**Directions:**
Answer these questions from the article on encryption and AI in deep packet inspection below.
1. What has the security and network ecosystem developed to augment traditional DPI?
2. How many vendors provided data for the survey, and during which months was it conducted?
3. On what do most popular websites today no longer respond?

**Document passage:**
+ + + +

The impact of encryption and AI on open source in DPI: challenges and opportunities

Roy Chua, AvidThink portrait

By Roy Chua, AvidThink
Published on: 03.12.2024

Deep packet inspection (DPI) technology has played a crucial role in network visibility, security, and performance management for decades. Evolving from five-tuple and signature matching in early open-source software firewalls (FW), and intrusion detection and prevention systems (IDS, IPS), DPI technology has grown increasingly sophisticated. Many open-source security packages can detect common network protocols accurately though some previously popular projects are no longer actively maintained.

However, many of today’s applications rely on secure data transmission technologies, such as TLS/SSL, QUIC, DNS-over-HTTPS/TLS and various VPNs. Application developers want to enable end-to-end confidentiality and prevent snooping, malicious injection of malware payloads and deliberate tampering of messages.

At the same time, network and service providers seek to categorize traffic and applications streams to ensure network security and help improve performance and customer experiences. The security and network ecosystem has developed encrypted traffic intelligence (ETI) to augment traditional DPI to aid in accurate detection and categorization of application traffic – an ongoing and evolving challenge.

As an analyst supportive of the open-source community for many years now (see my perspectives in a previous Linux Foundation-sponsored paper on open-source in networking), I read with interest a recent report on the state of open-source DPI from ipoque, a Rohde & Schwarz company and media site The Fast Mode. The survey was conducted March to April 2024, and data was provided by 48 vendors in the networking, analytics and cybersecurity space. Here are my observations and thoughts on the results of that survey.

Observation #1 – Encryption will be pervasive

The widespread adoption of encryption protocols such as TLS/SSL and QUIC is transforming the way we approach network security. In fact, most popular websites today no longer respond on unencrypted HTTP. With the increased use of Encrypted Server Name Indication (ESNI), Encrypted Client Hello (ECH), applications push the boundaries of privacy and security even further. VPN clients and home security gateways that turn on DNS-over-HTTPS/TLS to protect against third parties snooping on DNS queries help improve end users’ privacy (after all, should your carrier know which sites you’re visiting?). As encryption becomes ubiquitous, DPI solutions must adapt to maintain effective network visibility and security.

+ + + +

**Given entries:**

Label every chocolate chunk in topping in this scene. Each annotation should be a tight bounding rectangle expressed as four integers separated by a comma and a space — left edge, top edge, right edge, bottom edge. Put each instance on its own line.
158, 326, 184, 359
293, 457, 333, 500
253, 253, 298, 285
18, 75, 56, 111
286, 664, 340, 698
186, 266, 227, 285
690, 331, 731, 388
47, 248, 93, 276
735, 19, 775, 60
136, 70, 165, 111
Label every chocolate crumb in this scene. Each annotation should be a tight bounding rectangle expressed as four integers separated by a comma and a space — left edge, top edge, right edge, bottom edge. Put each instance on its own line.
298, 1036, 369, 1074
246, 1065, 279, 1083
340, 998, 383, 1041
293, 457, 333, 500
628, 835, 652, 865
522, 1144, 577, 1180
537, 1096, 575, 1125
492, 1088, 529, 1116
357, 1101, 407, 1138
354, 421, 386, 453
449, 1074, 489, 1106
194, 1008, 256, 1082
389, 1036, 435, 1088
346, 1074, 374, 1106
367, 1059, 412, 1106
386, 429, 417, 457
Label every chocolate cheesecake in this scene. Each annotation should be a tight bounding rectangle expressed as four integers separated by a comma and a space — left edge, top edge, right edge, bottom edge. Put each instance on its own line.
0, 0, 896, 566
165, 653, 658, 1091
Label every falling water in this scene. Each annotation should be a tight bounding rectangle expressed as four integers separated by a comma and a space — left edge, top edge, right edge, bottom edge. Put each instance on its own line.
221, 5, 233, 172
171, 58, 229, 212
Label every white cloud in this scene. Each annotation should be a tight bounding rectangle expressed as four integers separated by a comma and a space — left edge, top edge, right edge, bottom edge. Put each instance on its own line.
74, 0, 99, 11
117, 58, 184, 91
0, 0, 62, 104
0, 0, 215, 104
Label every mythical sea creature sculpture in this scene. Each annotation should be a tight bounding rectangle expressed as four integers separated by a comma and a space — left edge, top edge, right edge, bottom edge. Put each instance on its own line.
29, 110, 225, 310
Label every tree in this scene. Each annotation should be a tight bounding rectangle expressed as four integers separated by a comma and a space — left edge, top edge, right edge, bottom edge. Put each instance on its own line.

+ + + +

**Solution to this problem:**
1. Encrypted traffic intelligence (ETI).
2. 48 vendors, March to April 2024.
3. Unencrypted HTTP.